• **Task objective**:
Omit the pictures. Print each entry below exactly.

• **Information supplied**:
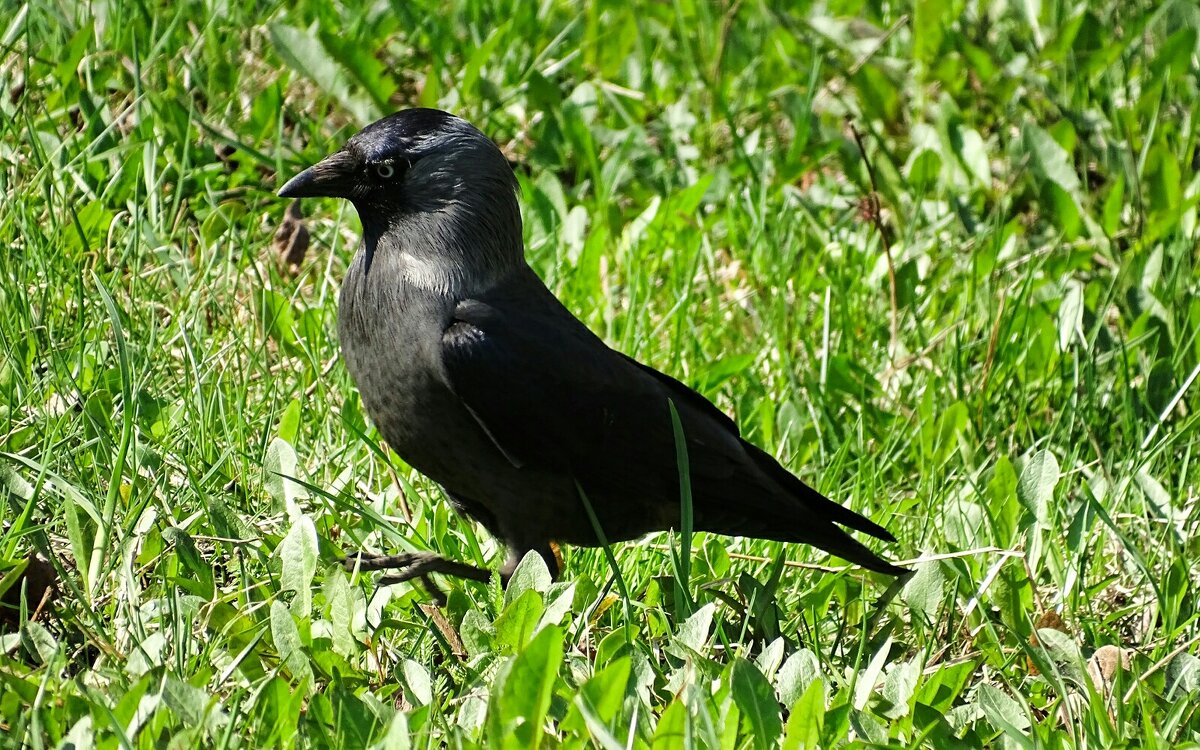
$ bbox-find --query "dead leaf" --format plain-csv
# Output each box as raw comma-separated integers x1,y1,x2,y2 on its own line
0,554,58,628
273,199,310,270
419,603,466,658
1087,644,1130,715
1028,609,1070,676
1054,645,1132,724
589,593,619,625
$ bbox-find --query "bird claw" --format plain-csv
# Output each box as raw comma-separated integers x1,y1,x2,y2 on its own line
341,550,436,575
341,550,494,607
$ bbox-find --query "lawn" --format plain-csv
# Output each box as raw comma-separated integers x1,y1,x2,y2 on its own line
2,0,1199,746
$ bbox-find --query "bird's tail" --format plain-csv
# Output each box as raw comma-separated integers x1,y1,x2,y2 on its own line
800,523,910,576
735,441,909,575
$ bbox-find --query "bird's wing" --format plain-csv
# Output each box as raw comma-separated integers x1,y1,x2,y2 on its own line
440,282,902,573
620,352,896,543
439,290,743,496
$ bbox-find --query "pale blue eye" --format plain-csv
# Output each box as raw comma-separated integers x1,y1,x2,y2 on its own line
375,163,395,179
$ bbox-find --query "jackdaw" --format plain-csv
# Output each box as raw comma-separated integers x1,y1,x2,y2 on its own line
278,108,906,591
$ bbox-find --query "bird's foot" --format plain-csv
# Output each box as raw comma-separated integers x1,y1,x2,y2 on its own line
342,550,494,607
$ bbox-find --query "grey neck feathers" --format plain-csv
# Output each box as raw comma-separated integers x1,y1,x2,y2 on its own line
361,183,524,299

• **Response area**:
$ bbox-find --query "dead leaf" --format plain-csv
# Output each box as raw comma-separated integers x1,y1,x2,y2 on its own line
0,554,58,628
273,199,310,270
419,603,466,658
1087,644,1130,715
1028,609,1070,676
1054,645,1132,724
589,593,619,625
$ bbox-find --query "bird claw" --format plain-csv
# Output each box as raw comma-separated integers x1,y1,x2,y2 on its own line
341,550,436,575
341,550,494,607
$ bbox-find --query "lawn" --format plain-csv
# Output each box as raw comma-separated integers x1,y1,x2,y2 on its own line
2,0,1199,746
$ bbox-find --query "bird's tail" --format plain-csv
# Output each box as raw comma-separated integers x1,y1,x2,y2 on its own line
800,523,910,576
735,441,909,575
$ bbox-find --query "bird's wing" --format plain-csv
# Output each box as raw comma-separated integers x1,y1,x2,y2 on its own line
440,282,902,573
620,352,896,543
439,290,743,496
$ bbox-find --query "pale blue eye" --format plain-csv
# Output each box as raw comma-separated integers x1,y1,x2,y2 on its own line
375,163,395,179
$ bbox-find --query "jackdaw" --format plain-csv
# Output each box as raw comma-separated integers x1,y1,x2,y2 on its own line
278,108,906,591
$ bbox-find --query "bird's foot" --format plain-csv
# Output each box as raw comma-separated integers x1,y1,x2,y2 on its own line
342,550,494,607
$ bbox-find --query "grey neck feathers" --format plain-csv
# Output each box as raw comma-separated integers x1,y1,x2,y2 on its own line
361,183,524,299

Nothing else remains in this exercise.